_EXERCISE DIRECTIONS:_ Keep the images out while you retype all of the data exactly.

------ SUPPLIED RECORDS

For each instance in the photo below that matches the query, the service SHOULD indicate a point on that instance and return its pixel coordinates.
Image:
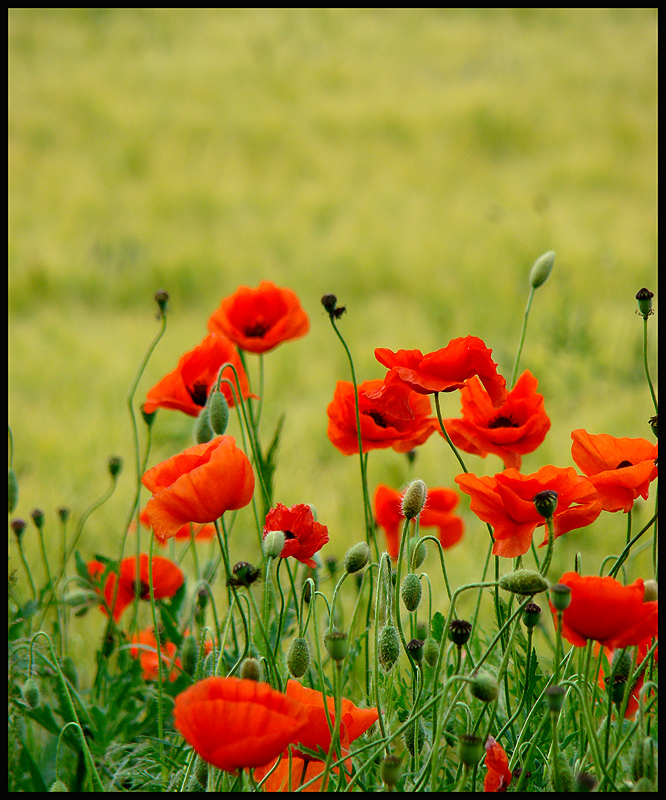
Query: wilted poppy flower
(198, 485)
(202, 533)
(505, 501)
(446, 369)
(383, 425)
(498, 776)
(257, 320)
(147, 655)
(234, 723)
(187, 387)
(436, 513)
(303, 535)
(167, 579)
(517, 427)
(620, 469)
(606, 611)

------------

_SOLUTION BELOW:_
For each instance in the photo below that matches the query, the service SHOULD indicate a point on that instance and return its pixel coordinates.
Image:
Query: wilted poppy flower
(198, 485)
(202, 533)
(505, 501)
(446, 369)
(383, 425)
(498, 776)
(257, 320)
(147, 655)
(234, 723)
(187, 387)
(436, 513)
(303, 535)
(167, 579)
(517, 427)
(620, 469)
(606, 611)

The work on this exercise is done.